● **Fragmento del documento**
En
junio de 1991 el helicóptero de la gobernación de Antioquia recogió a Pablo
Escobar en el oriente, cerca a Medellín, y lo llevó hasta La Catedral. Ese
mismo año la ciudad tuvo la cifra más alta de homicidios en su historia, 7081
según los datos de la policía. Para hacerse una idea de la dimensión de esa
violencia basta decir que la tasa de homicidios por cien mil habitantes en ese
año pavoroso llegó a 450, este año estará rondando los 15 homicidios por cien
mil habitantes. Un año antes de la entrega de Escobar la revista Semana traía
un titular con un interrogante que era a la vez un intento por entender qué pasaba
en la ciudad de un millón y medio de habitantes: ¿Guerra civil en Medellín?
Pero
la idea más clara de la vida en los barrios del norte, en las laderas, la
entregaron dos libros, documentos los llamaron en su momento los autores,
publicados hace 30 años con apenas siete meses de diferencia: No nacimos pa semilla de Alonso Salazar
en agosto del 90 y El pelaíto que no duró
nada de Víctor Gaviria en marzo del 91. Los libros, con objetivos y miradas
distintas, dejan oír unas voces que se superponen, un pequeño coro de odios, caos
y tragedia que en medio del parlache muestra las historias que ocultaban las
estadísticas, los magnicidios y la segregación.

● **Tareas**
A: Responde estas preguntas sobre el fragmento sobre Medellín:
(i) ¿Cuántos homicidios registró la ciudad en 1991 según los datos de la policía?
(ii) ¿Qué titular publicó la revista Semana un año antes de la entrega de Escobar?
(iii) ¿En qué mes y año se publicó El pelaíto que no duró nada?
B: ¿Cómo resumirías en dos oraciones el fragmento sobre Medellín?
C: Escribe la continuación del fragmento sobre Medellín a partir de su última oración.

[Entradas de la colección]

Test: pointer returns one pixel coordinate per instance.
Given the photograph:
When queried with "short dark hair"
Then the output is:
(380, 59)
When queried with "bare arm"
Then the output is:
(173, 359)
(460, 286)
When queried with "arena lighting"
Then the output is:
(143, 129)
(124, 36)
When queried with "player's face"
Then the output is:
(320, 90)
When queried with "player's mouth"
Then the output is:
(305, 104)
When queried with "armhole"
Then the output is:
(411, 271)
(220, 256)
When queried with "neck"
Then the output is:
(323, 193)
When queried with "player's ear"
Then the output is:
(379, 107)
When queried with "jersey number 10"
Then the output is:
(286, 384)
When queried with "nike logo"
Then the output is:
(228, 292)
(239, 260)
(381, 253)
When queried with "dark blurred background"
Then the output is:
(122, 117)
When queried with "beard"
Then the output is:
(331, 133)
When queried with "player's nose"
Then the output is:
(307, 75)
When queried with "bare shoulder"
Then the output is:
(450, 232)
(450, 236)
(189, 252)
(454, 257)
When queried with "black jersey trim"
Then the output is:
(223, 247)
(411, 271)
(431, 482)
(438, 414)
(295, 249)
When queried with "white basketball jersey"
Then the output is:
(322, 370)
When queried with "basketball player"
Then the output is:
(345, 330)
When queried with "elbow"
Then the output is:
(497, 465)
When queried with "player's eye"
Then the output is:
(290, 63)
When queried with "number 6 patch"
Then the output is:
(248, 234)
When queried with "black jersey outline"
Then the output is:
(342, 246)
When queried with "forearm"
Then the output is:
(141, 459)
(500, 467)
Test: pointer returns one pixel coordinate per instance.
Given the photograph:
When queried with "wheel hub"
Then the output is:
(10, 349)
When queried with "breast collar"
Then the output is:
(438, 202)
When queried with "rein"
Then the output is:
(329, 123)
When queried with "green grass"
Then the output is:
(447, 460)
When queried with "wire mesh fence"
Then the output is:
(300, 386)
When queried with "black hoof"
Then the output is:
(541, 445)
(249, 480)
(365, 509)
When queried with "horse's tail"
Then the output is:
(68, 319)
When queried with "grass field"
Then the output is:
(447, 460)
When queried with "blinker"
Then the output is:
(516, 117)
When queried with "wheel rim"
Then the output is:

● **Respuestas en orden**
A:
(i) 7081.
(ii) ¿Guerra civil en Medellín?
(iii) En marzo de 1991.

B: En 1991, el año en que Pablo Escobar fue llevado a La Catedral, Medellín registró 7081 homicidios, la cifra más alta de su historia, con una tasa de 450 por cien mil habitantes. Los libros No nacimos pa semilla, de Alonso Salazar, y El pelaíto que no duró nada, de Víctor Gaviria, publicados con siete meses de diferencia, dieron la idea más clara de la vida en los barrios del norte al dejar oír las voces que ocultaban las estadísticas.

C:
Hace
poco miraba desde el Cerro El Volador esas comunas iluminadas por el sol, ese
mapa de ladrillo en las laderas, y pensaba cómo ese pequeño espacio, esa
barriada creciente, marcó nuestro lenguaje y tragedias nacionales, nuestra
imagen en el exterior, nuestra música, cine, literatura. Un volcán en las
laderas. El mundo del barrio cambió su lógica en solo una década y la
explicación más sencilla la entrega Wilfer, el narrador de El pelaíto que no duró nada: “Es que este mundo es doblado”, dice
recordando las traiciones diarias en esa vida al filo, la manera en que todo el
mundo se lleva con la doble, las venganzas infantiles que terminan en muertes,
los caprichos que se resuelven con el fierro.
Los
autores hablan de una especie de insurgencia juvenil que no tenía solo los
acordes y los gritos del punk sino las herramientas desmesuradas del
narcotráfico, la plata y el plomo. En las comunas no había una guerra contra el
Estado sino un reclamo desmesurado, un desprecio expresado por medio de una
vida de fuego: deslumbrante, efímera, explosiva.
La
certeza de una muerte temprana es la protagonista, por eso Wilfer sabe que a su
hermanito se lo van a “quitar, a arrebatar”; por eso en el primer capítulo de No nacimos pa semilla Toño dice que su
“negocio es la muerte” y cuenta con gracia las celebraciones después de los
homicidios, “yo ya tengo 13 muertos encima…Y si me muero, me muero con amor”;
por lo mismo la madre del pelaíto aprende a aceptar esa condena: “Ah, mi hijo
se fue porque las debía… La muerte es la única penitencia para eso”.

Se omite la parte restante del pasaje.